• **TEXTE SOURCE**
Jeune artiste musicien, Black Kémé est un véritable ambassadeur de la culture bassari qu’il entend promouvoir et conserver. Du rap, il est passé aux rythmes tradi-modernes avec la perspective de servir musicalement son peuple et étendre le flambeau au-delà de la région.
« Le fils du caméléon » est un vivificateur de sa culture. Avec la musique, il espère promouvoir et porter son identité au-delà de ses frontières. Le choix du nom artistique, « Blak Kémé » (fils du caméléon), en dit long sur son attachement à ses origines. Totem et chef de l’ethnie bassari, le caméléon est le père de tout enfant qui passe l’initiation. « Le terme Kémé renvoie, dans notre langue, à notre chef, le caméléon. Il signifie également 500, un nom adopté et collé à mon grand-père, donc historique », explique Anthony Boubane. Ce sobriquet lui a été donné lors de son initiation. Au moment de recevoir les cadeaux suite à sa réussite des épreuves, il a été le seul de son groupe à avoir un billet de 500 FCfa à l’époque. Un nom qui lui est resté. Un choix pour immortaliser aussi son aïeul.
Le jeune artiste de 30 ans, d’un mètre 70, est né à Kédougou. Mais il s’empresse de préciser avoir « subi l’initiation et tout ce qu’il faut pour un jeune bassari ». Il en veut pour preuve sa maîtrise de la langue, parlée dans la concession familiale. Doté d’une belle voix, il mélange sonorités modernes et traditionnelles pour « défendre l’intérêt de ma communauté et de ma culture ». Pour lui, la mission est claire : « valoriser et préserver la culture bassari et ses valeurs ». Ainsi, il s’emploie, dans sa musique, à « sensibiliser la jeunesse à revenir au village, étudier auprès des sages ». Anthony Boubane est d’avis qu’il faut « aller à la modernité tout en restant ancré ».
En 2009, il crée le groupe « Bassari Flashback », monté avec des amis du même âge, à Kédougou. Les jeunes artistes réalisent qu’ils devraient chanter dans leur langue et délaissent les couplets et déclinaisons rappés en langue wolof. Les résultats sont « encourageants » et le premier single du groupe sort en 2014. Intitulé « Kanil alieu » (lève-toi et fais face aux défis en bassari), le titre est une invite à ne pas se décourager face aux difficultés de la vie. Le wolof est mixé dans le titre pour « se faire comprendre et avoir une autre audience ». Le groupe de neuf membres connaît un certain « relâchement ».

• **EXERCICES À RÉALISER**
a) D'après le texte sur Black Kémé, en quelle année le groupe « Bassari Flashback » a-t-il été créé ?
b) Recopiez fidèlement le passage du texte sur Black Kémé, de « Jeune artiste musicien, Black » à « de la région. ».
c) Prolongez le texte sur Black Kémé au-delà de sa dernière phrase.

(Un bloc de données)
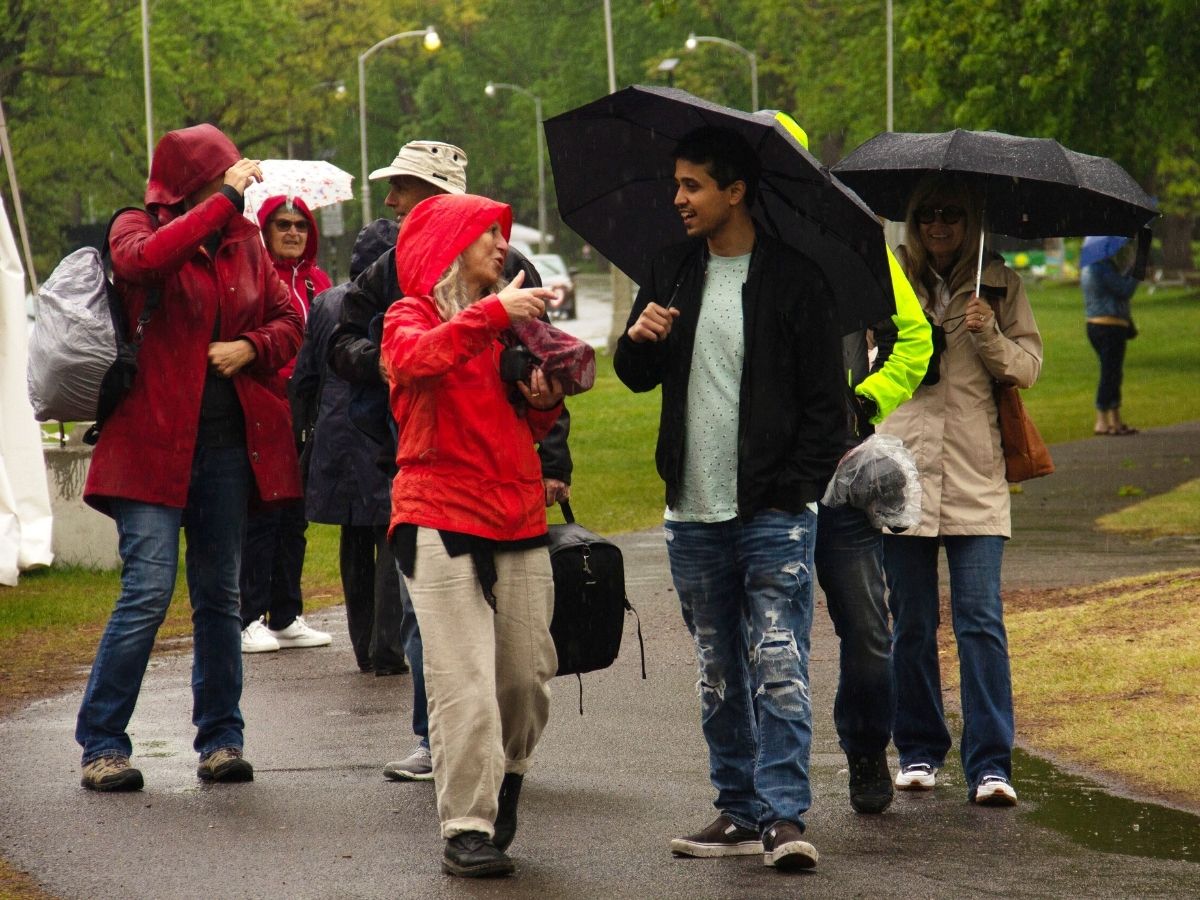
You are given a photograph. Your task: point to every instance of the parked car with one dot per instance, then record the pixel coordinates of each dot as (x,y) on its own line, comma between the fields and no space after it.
(556,276)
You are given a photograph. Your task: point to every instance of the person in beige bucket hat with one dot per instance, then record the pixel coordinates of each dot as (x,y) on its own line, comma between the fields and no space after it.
(421,169)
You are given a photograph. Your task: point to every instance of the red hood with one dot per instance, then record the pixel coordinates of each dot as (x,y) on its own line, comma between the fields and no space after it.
(185,161)
(437,231)
(273,203)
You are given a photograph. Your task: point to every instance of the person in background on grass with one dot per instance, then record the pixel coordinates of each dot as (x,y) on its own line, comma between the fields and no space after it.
(468,522)
(203,432)
(738,329)
(273,559)
(421,169)
(343,483)
(952,427)
(1108,291)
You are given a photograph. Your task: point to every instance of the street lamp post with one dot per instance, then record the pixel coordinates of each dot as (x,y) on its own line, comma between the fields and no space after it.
(490,90)
(694,40)
(432,42)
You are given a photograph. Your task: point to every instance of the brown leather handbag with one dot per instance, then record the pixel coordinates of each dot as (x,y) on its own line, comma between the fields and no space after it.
(1026,454)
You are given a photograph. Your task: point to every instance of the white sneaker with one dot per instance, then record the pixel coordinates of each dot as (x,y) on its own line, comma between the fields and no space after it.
(995,791)
(919,777)
(256,637)
(299,634)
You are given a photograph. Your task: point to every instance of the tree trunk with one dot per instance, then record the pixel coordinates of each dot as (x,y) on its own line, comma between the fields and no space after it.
(1176,237)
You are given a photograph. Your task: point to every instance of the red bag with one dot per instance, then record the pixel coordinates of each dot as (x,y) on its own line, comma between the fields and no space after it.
(563,357)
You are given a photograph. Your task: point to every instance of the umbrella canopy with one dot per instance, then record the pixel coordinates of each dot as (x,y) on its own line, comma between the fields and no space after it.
(615,180)
(1098,247)
(315,181)
(1031,187)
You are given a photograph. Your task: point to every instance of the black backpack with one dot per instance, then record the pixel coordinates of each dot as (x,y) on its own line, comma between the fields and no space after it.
(589,599)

• **CORRIGÉ DES EXERCICES**
a) En 2009.

b)
Jeune artiste musicien, Black Kémé est un véritable ambassadeur de la culture bassari qu’il entend promouvoir et conserver. Du rap, il est passé aux rythmes tradi-modernes avec la perspective de servir musicalement son peuple et étendre le flambeau au-delà de la région.

c)
En 2016, le « Bassari Flashback » revient sur la scène avec un album de six titres. Mais la « formation et les études des membres qui n’avaient pas beaucoup de moyens, ne nous prédisposaient pas tous à continuer dans la voie musicale », note « Blak Kémé ». Il n’empêche, avec une voix de rossignol, l’artiste est convaincu de son choix musical même s’il précise avoir étudié jusqu’en terminale au lycée technique de Kédougou et suivi une formation en électricien-plomberie. Donc un métier qui lui permet de vivre. En 2021, « Blak Kémé » postule à un appel à candidature à « Sunu talent » lancé par Goethe Institute. Retenu dans la catégorie musique, il est en résidence à Ziguinchor durant une semaine. Il sort son premier single solo, accompagné d’une vidéo plébiscitée. La chanson est appréciée et aimée de tout Kédougou. Et des non-Bassaris reprennent les refrains du titre Kro-Zebna (n’abandonne pas). « J’ai été fier de voir les gens chanter avec moi durant mes spectacles, mais surtout essayer la danse du caméléon. Ma mission étant de faire la promotion de ma culture, j’étais satisfait de voir des personnes n’appartenant pas à cette culture s’approprier une partie de celle-ci. Même en ne comprenant pas la langue, les gens reprenaient la chanson ». Dans la sensibilisation, l’artiste est aussi dans la dénonciation de ces « familles qui ne parlent plus la langue ou ne retournent pas au village pour initier leurs enfants ». Pour lui, c’est une défaillance des parents. « Le bassari doit certes bouger dans ce monde et ne pas se cramponner à son passé ; mais pour autant, il se doit de garder ses valeurs vu que nous ne sommes pas nombreux au risque de voir notre culture et même notre groupe disparaître », argumente-t-il.
Le jeune homme est devenu par son engagement pour la cause bassari, un ambassadeur de cette minorité. Projeté sous les feux de la célébrité au plan régional, et même au-delà, l’artiste a choisi de rester sur place pour être un « alchimiste rituel ancré dans ma culture qui répond à la préservation de l’environnement et le bien-être physique et mental ». Il est invité dans de nombreux festivals, expositions ou panels traitant de la question des minorités ethniques.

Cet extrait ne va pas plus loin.